Instructions to follow: Show every line of the data below that contains the string "distant". Match case exactly.

**********

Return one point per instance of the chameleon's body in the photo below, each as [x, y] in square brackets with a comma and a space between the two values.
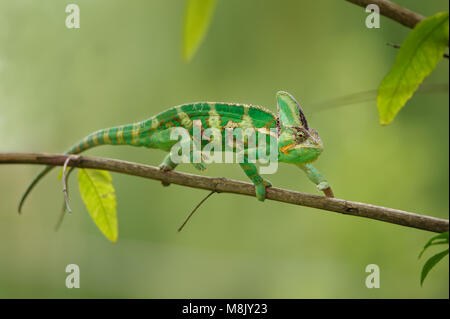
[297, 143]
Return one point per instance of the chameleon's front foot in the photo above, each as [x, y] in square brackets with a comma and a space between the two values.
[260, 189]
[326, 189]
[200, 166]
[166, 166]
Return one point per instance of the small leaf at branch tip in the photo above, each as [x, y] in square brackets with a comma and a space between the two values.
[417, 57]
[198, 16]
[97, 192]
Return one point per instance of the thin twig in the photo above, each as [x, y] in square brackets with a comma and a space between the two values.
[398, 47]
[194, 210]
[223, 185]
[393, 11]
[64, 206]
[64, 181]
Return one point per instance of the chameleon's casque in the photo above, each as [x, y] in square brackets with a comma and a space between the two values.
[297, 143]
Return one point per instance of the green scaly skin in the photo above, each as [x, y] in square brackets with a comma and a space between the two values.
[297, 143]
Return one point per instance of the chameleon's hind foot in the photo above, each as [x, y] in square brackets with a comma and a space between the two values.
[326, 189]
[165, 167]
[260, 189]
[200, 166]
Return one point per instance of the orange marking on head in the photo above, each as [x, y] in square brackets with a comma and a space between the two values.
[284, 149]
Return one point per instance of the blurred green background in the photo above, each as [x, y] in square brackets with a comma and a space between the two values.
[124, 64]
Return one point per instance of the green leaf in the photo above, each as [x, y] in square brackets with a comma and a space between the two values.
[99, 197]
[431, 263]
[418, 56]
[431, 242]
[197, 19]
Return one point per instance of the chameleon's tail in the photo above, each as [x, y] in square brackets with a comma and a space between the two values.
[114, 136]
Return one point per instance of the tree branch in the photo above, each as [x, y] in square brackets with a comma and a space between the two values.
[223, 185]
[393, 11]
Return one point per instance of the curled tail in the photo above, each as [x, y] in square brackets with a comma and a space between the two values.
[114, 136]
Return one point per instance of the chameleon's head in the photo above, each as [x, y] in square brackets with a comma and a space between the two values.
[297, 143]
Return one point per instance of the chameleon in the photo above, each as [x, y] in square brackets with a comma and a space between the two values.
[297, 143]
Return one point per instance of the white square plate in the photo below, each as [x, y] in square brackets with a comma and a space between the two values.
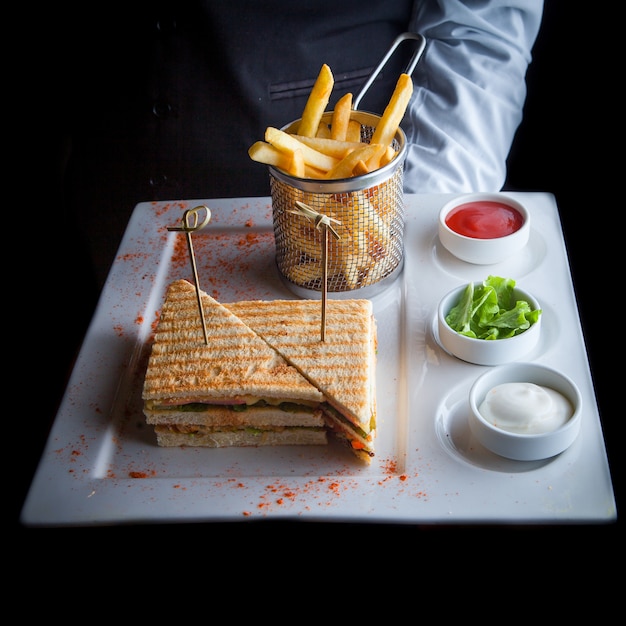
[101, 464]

**********

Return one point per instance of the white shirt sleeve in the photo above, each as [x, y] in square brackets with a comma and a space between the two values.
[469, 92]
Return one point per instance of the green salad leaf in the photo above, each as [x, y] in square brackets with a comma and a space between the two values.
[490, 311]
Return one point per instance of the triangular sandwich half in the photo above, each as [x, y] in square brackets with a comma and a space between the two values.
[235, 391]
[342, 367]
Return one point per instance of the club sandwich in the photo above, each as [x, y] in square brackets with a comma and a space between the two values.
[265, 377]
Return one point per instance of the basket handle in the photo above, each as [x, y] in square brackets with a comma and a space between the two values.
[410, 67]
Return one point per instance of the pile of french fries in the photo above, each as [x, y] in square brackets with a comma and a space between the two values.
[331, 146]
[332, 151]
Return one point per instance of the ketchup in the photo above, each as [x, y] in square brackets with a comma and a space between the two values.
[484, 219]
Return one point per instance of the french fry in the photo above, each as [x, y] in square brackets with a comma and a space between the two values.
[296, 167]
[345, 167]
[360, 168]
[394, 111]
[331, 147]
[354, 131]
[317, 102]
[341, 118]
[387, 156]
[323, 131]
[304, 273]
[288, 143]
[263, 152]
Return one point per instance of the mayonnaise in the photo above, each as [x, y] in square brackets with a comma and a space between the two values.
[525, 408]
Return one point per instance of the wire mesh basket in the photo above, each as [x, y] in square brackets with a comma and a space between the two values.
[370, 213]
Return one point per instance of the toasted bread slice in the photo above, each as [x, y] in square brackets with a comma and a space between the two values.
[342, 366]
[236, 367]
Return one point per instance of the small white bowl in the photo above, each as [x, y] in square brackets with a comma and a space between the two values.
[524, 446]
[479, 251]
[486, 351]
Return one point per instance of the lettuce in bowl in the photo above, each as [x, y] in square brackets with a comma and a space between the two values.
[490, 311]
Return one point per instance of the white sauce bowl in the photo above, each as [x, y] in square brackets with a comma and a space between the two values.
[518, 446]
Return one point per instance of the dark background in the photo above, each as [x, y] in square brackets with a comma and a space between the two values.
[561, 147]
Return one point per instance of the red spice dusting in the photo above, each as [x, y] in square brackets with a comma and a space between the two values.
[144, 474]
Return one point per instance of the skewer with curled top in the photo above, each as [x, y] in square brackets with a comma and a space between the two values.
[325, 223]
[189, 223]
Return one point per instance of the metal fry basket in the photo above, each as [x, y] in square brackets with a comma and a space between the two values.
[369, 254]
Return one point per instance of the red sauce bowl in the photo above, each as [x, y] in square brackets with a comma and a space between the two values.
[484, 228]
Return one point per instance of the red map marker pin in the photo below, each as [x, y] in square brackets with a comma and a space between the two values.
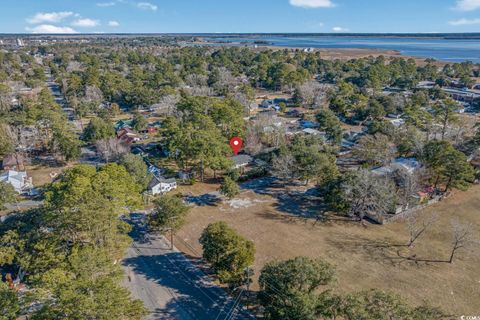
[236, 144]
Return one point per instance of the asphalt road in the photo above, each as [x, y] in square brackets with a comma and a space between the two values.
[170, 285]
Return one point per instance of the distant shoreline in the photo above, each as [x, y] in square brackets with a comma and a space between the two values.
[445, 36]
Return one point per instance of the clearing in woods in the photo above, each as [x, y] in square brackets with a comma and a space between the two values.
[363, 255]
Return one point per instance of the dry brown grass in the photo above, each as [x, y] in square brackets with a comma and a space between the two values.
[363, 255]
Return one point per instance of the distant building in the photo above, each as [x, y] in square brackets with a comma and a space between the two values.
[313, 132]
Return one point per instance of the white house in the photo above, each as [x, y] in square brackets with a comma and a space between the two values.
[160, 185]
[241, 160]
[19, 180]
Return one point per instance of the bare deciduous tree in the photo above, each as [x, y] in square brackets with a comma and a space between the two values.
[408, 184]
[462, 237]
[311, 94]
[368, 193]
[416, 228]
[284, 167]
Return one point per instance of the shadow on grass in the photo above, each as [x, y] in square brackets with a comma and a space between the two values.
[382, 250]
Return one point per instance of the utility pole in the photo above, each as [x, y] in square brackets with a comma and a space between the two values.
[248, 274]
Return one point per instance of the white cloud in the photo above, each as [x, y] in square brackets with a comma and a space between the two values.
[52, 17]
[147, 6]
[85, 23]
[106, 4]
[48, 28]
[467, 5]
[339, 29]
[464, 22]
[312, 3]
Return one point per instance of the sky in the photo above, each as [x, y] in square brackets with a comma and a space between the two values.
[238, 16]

**********

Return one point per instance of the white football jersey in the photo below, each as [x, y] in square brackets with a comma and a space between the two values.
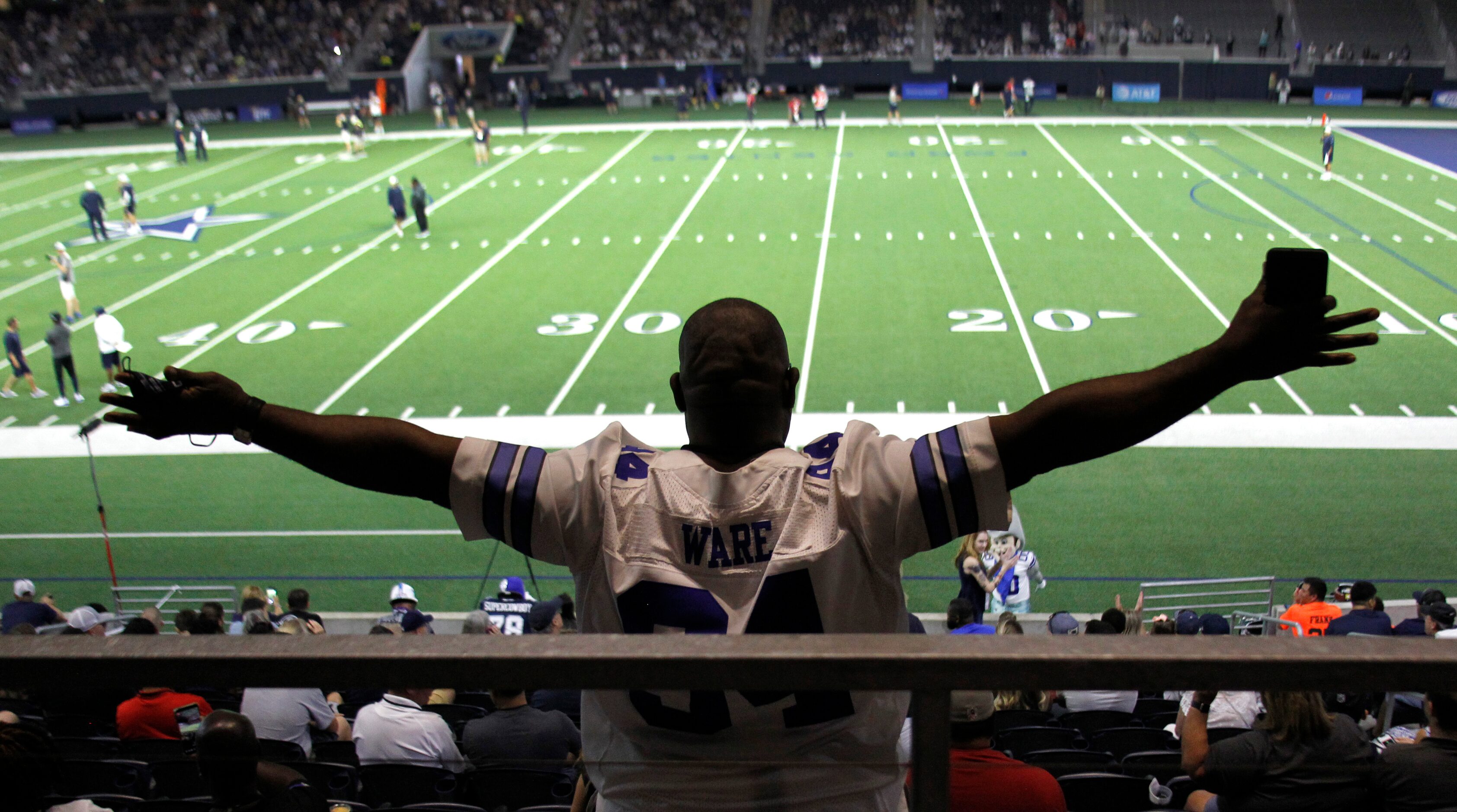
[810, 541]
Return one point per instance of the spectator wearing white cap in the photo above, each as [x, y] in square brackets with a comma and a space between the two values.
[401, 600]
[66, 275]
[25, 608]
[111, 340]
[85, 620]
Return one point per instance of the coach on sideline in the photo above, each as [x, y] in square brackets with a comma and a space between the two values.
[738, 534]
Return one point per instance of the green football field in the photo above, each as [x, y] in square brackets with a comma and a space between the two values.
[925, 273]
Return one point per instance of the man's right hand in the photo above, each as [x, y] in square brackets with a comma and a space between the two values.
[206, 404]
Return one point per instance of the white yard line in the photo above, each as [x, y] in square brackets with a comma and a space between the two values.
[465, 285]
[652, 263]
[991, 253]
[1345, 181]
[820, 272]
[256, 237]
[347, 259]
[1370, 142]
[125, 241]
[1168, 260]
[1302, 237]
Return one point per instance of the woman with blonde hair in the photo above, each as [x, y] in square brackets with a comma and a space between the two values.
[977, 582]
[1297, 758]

**********

Task output:
Return one point per instance of the distant shoreline in the photo above, each as [x, y] in square brackets with a comma and a space between the two values.
Return one point per instance of the distant building in the photo above, each as [x, y] in square brackets with a comma and a space between the two values.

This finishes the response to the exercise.